(Entries from a point labeling set)
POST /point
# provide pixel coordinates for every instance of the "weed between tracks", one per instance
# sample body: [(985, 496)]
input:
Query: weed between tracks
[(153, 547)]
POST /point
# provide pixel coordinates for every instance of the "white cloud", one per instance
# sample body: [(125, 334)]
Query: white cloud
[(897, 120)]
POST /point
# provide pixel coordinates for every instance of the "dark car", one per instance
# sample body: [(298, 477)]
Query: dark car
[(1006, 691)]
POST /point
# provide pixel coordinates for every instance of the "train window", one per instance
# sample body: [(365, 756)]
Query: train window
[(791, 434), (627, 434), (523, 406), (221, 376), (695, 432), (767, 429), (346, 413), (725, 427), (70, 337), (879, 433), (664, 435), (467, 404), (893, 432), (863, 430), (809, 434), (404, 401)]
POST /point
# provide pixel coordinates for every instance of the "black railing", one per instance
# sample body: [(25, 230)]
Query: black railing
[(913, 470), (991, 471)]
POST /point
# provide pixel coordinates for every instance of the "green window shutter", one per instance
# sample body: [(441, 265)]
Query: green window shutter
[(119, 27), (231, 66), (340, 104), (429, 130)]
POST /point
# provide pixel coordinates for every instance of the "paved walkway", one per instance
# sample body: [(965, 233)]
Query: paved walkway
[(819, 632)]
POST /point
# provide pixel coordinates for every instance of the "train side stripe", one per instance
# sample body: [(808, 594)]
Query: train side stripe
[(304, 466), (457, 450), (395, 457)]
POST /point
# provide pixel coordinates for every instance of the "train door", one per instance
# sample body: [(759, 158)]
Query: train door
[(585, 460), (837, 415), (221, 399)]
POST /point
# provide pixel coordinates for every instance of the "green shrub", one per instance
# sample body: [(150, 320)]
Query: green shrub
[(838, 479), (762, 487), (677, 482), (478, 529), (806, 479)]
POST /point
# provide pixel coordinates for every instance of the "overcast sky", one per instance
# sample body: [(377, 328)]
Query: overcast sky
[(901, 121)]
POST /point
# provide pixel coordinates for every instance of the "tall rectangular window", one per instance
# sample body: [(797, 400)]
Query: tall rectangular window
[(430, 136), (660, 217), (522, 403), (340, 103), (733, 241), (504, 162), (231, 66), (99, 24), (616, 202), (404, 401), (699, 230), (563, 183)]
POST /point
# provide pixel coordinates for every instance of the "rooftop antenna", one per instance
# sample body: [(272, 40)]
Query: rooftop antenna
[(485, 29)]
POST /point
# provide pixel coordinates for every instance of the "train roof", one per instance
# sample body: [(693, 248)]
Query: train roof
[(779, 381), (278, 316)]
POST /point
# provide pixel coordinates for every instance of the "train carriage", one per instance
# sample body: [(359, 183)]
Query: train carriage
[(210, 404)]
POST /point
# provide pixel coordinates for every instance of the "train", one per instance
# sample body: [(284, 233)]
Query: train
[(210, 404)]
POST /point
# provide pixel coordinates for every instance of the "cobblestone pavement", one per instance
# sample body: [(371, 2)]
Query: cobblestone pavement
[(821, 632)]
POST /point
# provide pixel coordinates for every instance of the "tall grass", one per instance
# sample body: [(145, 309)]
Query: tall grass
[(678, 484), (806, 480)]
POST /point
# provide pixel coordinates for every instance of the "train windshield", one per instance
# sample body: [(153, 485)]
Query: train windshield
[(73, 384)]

*Problem to solve*. Please rename "pixel coordinates" to "image coordinates" throughout the entries above and give all of them back with nothing else altered.

*Result*.
POST /point
# provide image coordinates for every instance of the "weed between tracks", one per instance
# sample body: [(985, 496)]
input:
Query: weed between tracks
[(153, 547)]
POST /point
# provide image coordinates for every instance of the "white cloud", one per instance
# sample body: [(125, 334)]
Query: white cloud
[(897, 120)]
POST /point
# provide image coordinates for every instance of the "dark car", one per instance
# sample body: [(298, 477)]
Query: dark car
[(1006, 691)]
POST /point
# provide image coordinates for every instance of the "train window", one per instance
# sample body: [(365, 756)]
Query: train window
[(791, 434), (627, 434), (523, 406), (221, 376), (695, 432), (767, 429), (346, 413), (725, 427), (70, 337), (879, 433), (664, 435), (467, 404), (893, 432), (863, 430), (809, 434), (404, 401)]
POST /point
# provide image coordinates for every instance of the "black railing", one per instance
# sample body: [(25, 230)]
Query: black railing
[(913, 470), (991, 471)]
POST /point
# provide image coordinates for every instance of the "green window shutter", one per instance
# sample body: [(441, 265)]
Query: green window shutter
[(119, 27), (231, 66), (340, 104), (429, 130)]
POST /point
# provide image coordinates for every instance of the "paved walkway", one per instance
# sample body: [(965, 233)]
Query: paved walkway
[(819, 632)]
POST /point
# provide image coordinates for every instance of the "train side stripe", one per instance
# sample body: [(808, 594)]
Query: train side stripe
[(304, 466), (457, 450), (395, 457)]
POST /point
# provide image coordinates for every instance of the "train door", one per instance
# sample body: [(759, 158)]
Query: train door
[(585, 460), (837, 415), (221, 399)]
POST /point
# provide image coordinates for every instance of the "green shrub", one per instance
# sample body: [(150, 320)]
Query: green shrub
[(838, 479), (762, 487), (677, 482), (478, 529), (806, 479)]
POST /point
# provide image coordinates for every instance of the "overcast sky", one per instance
# sample body: [(377, 328)]
Query: overcast sky
[(901, 121)]
POST /point
# provide image coordinates for every instance of the "tall rectangular window", one per instance
# sample body: [(797, 400)]
Query: tall rectangular window
[(430, 136), (660, 217), (522, 403), (340, 103), (733, 241), (504, 162), (231, 66), (99, 24), (616, 202), (404, 401), (699, 230), (563, 183)]
POST /point
# provide image coordinates for every instance of the "rooftop antenna", one per instance
# sample body: [(272, 40)]
Query: rooftop antenna
[(485, 29)]
POST /point
# provide image coordinates for every instance of the "train roof", one per instance
# sample body: [(693, 248)]
Query: train roof
[(779, 381), (278, 316)]
POST /point
# provide image coordinates for every instance of the "train carriage", one per instance
# sample body: [(359, 183)]
Query: train carriage
[(210, 404)]
POST /point
# provide image coordinates for every instance of the "train", one per instance
# sample body: [(284, 233)]
Query: train
[(210, 404)]
POST /point
# provide image coordinates for every instance of the "cobblestone pavement", one per instance
# sample body: [(371, 2)]
Query: cobblestone pavement
[(821, 632)]
POST /point
# provide image coordinates for every instance of the "tall grass", one per instance
# sample body: [(145, 309)]
Query: tall grass
[(678, 484), (806, 480)]
POST /point
# provide image coordinates for every instance of the "train windshield", one per instance
# sample body: [(153, 485)]
Query: train windshield
[(73, 384)]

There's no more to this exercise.